▸ Stated problem:
Count the rows below that contain the string "blue", treating uppercase and lowercase as different, and give only that number.

++++++

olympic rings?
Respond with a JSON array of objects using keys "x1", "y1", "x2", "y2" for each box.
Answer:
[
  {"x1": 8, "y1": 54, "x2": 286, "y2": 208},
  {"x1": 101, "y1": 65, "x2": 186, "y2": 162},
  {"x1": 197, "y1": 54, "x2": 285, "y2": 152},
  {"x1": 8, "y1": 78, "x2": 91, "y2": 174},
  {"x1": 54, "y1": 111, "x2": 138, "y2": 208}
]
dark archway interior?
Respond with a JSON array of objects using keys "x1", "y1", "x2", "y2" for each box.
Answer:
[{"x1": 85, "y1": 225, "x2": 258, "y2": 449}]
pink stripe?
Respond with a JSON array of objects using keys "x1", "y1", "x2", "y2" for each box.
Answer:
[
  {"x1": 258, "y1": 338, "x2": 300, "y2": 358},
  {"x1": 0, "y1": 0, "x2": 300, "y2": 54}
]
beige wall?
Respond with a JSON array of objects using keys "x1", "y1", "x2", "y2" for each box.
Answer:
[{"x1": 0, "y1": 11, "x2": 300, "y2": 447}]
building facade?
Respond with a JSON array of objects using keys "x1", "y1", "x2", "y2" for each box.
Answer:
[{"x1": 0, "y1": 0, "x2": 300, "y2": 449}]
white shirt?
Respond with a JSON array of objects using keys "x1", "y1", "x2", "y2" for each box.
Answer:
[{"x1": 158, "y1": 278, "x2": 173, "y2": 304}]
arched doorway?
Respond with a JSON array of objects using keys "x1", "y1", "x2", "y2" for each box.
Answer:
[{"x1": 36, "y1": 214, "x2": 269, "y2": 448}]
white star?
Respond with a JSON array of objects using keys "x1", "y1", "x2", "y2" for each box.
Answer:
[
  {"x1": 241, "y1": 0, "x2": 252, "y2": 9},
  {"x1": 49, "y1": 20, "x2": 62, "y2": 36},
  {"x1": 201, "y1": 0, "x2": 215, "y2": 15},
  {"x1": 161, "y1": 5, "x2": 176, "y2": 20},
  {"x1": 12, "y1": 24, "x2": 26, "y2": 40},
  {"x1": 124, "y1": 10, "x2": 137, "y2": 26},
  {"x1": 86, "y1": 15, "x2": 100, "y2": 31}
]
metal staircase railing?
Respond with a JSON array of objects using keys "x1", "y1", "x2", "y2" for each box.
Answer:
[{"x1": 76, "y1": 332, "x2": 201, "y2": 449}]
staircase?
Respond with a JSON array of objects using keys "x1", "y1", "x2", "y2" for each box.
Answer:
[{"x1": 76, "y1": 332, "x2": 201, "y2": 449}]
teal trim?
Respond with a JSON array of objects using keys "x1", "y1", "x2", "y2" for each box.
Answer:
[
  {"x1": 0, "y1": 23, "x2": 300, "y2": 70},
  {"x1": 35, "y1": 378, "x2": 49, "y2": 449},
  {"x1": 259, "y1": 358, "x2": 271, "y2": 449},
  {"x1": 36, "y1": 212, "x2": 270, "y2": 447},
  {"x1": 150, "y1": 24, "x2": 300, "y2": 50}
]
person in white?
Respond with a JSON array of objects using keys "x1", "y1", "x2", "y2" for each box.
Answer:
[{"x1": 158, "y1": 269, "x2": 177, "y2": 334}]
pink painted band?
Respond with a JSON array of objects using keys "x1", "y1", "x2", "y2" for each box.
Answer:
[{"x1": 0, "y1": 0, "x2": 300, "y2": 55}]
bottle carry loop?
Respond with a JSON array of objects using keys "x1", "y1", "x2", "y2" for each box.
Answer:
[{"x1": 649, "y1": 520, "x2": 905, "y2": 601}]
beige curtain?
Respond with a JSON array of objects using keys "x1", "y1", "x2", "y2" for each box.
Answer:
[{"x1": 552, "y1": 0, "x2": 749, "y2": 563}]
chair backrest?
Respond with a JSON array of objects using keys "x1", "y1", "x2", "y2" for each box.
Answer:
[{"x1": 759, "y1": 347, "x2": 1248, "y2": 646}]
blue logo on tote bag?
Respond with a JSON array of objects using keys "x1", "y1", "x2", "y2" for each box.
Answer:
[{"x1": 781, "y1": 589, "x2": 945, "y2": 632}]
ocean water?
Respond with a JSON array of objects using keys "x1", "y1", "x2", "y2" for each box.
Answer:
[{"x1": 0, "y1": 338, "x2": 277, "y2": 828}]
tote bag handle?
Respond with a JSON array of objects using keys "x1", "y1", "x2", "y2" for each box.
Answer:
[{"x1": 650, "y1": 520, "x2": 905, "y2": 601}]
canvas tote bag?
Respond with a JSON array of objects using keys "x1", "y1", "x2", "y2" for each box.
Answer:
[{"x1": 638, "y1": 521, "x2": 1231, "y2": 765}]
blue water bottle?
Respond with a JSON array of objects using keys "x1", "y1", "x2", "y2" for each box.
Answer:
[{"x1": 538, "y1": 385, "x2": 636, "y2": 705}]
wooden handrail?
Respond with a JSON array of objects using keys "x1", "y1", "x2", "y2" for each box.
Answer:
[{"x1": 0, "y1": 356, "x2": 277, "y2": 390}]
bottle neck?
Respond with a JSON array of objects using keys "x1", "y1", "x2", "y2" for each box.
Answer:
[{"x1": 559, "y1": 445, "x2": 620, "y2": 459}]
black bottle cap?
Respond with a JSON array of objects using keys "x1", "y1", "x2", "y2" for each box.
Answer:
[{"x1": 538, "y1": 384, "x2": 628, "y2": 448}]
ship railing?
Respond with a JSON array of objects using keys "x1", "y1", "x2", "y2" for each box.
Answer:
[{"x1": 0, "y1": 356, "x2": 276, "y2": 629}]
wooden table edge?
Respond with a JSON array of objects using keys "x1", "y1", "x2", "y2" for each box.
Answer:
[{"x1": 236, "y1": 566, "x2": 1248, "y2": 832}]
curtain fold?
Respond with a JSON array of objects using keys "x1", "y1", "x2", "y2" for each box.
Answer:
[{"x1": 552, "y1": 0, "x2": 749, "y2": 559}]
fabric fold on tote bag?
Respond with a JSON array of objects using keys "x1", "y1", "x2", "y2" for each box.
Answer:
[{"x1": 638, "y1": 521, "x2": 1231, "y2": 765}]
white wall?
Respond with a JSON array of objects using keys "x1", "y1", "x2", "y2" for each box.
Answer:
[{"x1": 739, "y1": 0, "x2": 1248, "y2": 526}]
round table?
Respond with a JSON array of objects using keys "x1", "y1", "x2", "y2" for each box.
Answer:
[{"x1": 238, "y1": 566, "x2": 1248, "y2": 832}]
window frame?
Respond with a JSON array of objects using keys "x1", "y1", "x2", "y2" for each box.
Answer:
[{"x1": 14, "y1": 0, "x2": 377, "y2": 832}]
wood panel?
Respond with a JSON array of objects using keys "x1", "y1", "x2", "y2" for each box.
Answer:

++++++

▸ Output:
2